Objective =>
Extract every row that contains the string "below" and copy each such row in full. Matching is case-sensitive.

Stored data entries
>> Begin

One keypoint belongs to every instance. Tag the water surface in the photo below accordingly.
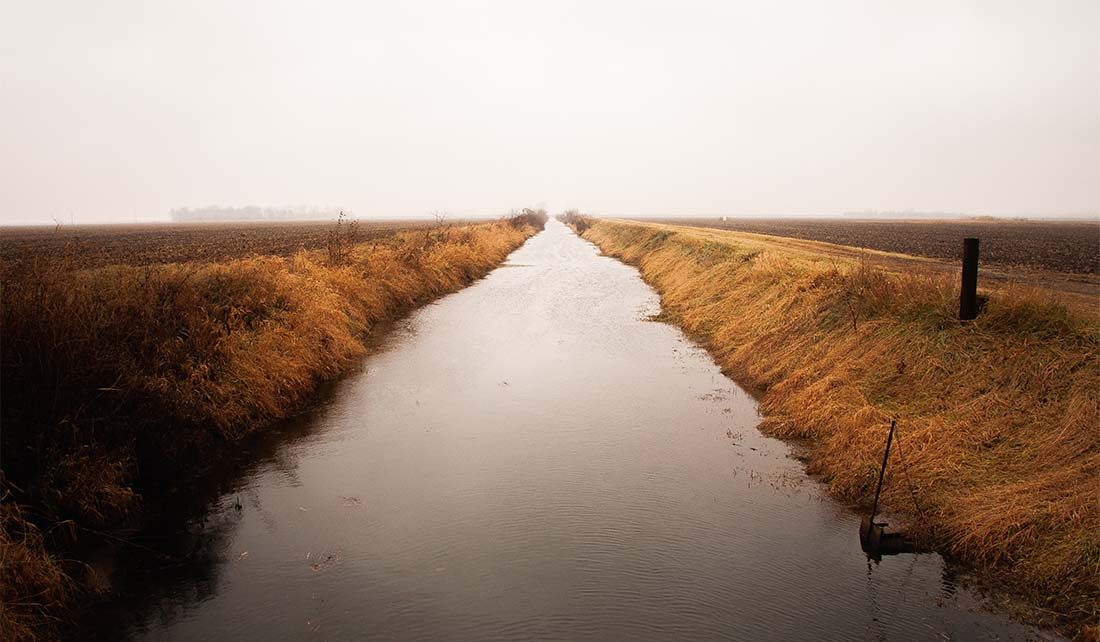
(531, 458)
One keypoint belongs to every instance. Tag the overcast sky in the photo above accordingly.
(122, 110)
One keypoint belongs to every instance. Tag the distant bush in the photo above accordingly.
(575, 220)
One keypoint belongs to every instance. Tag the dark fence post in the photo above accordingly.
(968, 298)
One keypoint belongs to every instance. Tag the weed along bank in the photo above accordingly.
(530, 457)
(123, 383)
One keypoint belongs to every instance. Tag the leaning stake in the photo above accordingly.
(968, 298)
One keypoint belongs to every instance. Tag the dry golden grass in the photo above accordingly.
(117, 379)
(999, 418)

>> End
>> Begin

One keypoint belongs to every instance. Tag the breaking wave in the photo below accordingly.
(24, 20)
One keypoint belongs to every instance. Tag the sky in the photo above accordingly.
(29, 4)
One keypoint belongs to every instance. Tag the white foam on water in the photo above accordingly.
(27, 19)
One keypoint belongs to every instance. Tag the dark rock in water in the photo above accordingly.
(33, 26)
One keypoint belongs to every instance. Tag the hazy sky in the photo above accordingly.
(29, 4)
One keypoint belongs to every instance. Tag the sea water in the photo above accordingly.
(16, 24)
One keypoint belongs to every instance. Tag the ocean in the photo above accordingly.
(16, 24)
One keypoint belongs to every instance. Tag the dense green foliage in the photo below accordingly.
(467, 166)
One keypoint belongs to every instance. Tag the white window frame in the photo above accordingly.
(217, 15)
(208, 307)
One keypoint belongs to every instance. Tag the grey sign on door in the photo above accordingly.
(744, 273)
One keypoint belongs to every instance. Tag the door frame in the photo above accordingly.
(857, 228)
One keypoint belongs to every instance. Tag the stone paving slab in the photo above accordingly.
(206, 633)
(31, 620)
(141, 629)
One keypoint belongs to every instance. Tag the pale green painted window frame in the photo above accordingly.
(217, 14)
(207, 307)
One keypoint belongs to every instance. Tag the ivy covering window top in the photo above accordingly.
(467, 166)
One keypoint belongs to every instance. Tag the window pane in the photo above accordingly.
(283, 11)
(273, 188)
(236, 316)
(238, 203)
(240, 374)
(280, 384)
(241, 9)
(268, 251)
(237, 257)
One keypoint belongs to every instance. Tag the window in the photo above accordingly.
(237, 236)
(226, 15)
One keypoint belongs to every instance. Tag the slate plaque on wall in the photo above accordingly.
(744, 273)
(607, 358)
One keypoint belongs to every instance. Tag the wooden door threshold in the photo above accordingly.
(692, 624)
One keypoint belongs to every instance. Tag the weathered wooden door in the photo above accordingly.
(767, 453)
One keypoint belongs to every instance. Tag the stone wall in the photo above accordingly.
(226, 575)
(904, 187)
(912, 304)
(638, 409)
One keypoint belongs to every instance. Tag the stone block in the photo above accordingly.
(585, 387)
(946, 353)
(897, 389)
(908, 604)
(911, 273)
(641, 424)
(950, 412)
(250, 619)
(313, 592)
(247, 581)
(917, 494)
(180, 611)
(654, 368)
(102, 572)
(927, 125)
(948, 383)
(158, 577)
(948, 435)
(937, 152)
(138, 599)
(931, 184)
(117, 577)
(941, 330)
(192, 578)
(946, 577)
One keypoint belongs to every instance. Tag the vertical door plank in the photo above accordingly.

>> End

Task response =>
One keypoint belongs to every instance. Tag the water surface in the photo below accordingly.
One keypoint belongs to every instance. Tag the breaking wave in the photo below accordingly.
One keypoint belongs to every instance. Tag the dense green foliage in the photo below accordingly.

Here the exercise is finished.